* [List of tasks]:
A - From the rent model post, transcribe the passage that begins at the words "I will continue" and stops after the words "with any questions.".
B - Answer these questions using the rent model post.
(i) Which program does the author use for the modeling?
(ii) In which two modules did the author place the updated user input and output nodes?
(iii) What does a `Lease_Month` value of 0 indicate?
C - Rewrite as a short list the paragraph of the rent model post that begins "This post will take the next step," keeping its main facts.

* [Excerpted passage]:
/---
## Introduction

The previous post reviewed two of the fundamental problems with the typical approach to modeling future real estate leases, namely a failure to address the uncertainties and nonlinearities embedded in the analysis. The proposed solution for these issues is to use simulation based methods. The example model presented in the last post simulated the physical occupancy and vacancy for a multi-unit property over time.

This post will take the next step and add the monthly rental income cash flows to the model. Our goal continues to be overcoming the flaws of the traditional method for analyzing expected property cash flows, as discussed in the prior post. However to keep this post somewhat manageable I will not discuss incorporating lease commissions, tenant improvements, and many other elements that are needed for a complete analysis. The plan is to cover the additional elements in future posts.

I will continue to use the program Analytica, since it is my favorite modeling environment. Here is the free version. The R language is also a good alternative for real estate simulation, although less user friendly. (See this short and inexpensive book for a very nice introduction to R simulation.) You can play with the rental model here: Stochastic Rent Model 110817. However it is for expository purposes only, so no warranties are implied of any kind. That said, feel free to email me with any questions.

If you would like to alter the model’s assumptions, I have updated the user input and output nodes from the previous post and placed them in the modules named `User_Inputs`

and `Results`

. Just open these modules to change the assumptions and view the results. Below I have opened both of them, and placed them side by side so that you can see what they look like:

The road map for this post is the following: in the next section I will give an overview of the rent model and the additional variables added to the vacancy model from the last post. I will then provide a breakdown of the results for the rental income. Lastly I will walk through some of the code used to calculate the property rent over time.

## Rent Model Overview

Let’s begin by examining the influence diagram of the model to understand the dependencies on the variables of interest, `Rent`

and `Total_Rent`

:

The first thing to notice is the presence of two modules (the rounded rectangles with black borders) that each contain their own influence diagrams. The module `Vacancy`

is the model from the previous post. It is simply inserted into the present model, something Analytica makes very easy because of its support for modular programming. The nodes `In_Place_Lease_End_Month`

and `Lease_Month`

are both calculated in the Vacancy module, and discussed in the prior post. But to recap, `In_Place_Lease_End_Month`

identifies the month when the initial leases end, and `Lease_Month`

simulates the different possible future leases for each unit on the property. The values of `Lease_Month`

are the month numbers for each lease, so 0 means the lease is vacant, and 5 is the fifth month of a lease. I have made aliases, and placed them on this top level diagram to visually identify them as parent nodes for `Rent`

. Their titles are italicized to indicate that they are aliases (i.e. refer to a variable elsewhere). The originals are still in the Vacancy module.
\---
* [Data shown]:
/---
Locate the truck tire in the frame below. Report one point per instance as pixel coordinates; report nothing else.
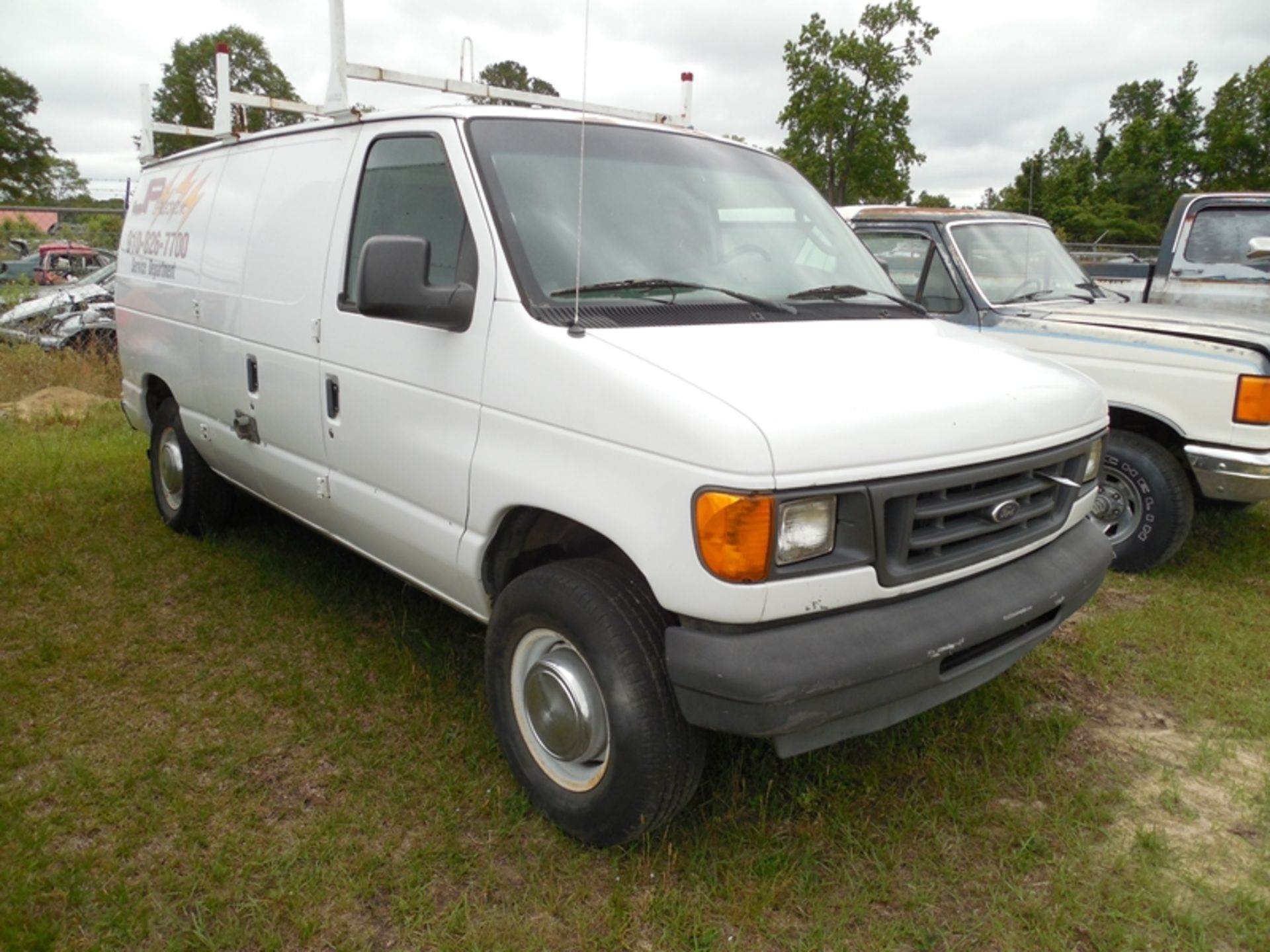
\---
* [Answers given]:
A -
I will continue to use the program Analytica, since it is my favorite modeling environment. Here is the free version. The R language is also a good alternative for real estate simulation, although less user friendly. (See this short and inexpensive book for a very nice introduction to R simulation.) You can play with the rental model here: Stochastic Rent Model 110817. However it is for expository purposes only, so no warranties are implied of any kind. That said, feel free to email me with any questions.

B -
(i) Analytica
(ii) `User_Inputs` and `Results`
(iii) The lease is vacant.

C -
- The post adds monthly rental income cash flows to the model.
- The goal is still to overcome the flaws of the traditional method for analyzing expected property cash flows.
- Lease commissions, tenant improvements, and many other elements needed for a complete analysis are left out.
- Those additional elements are planned for future posts.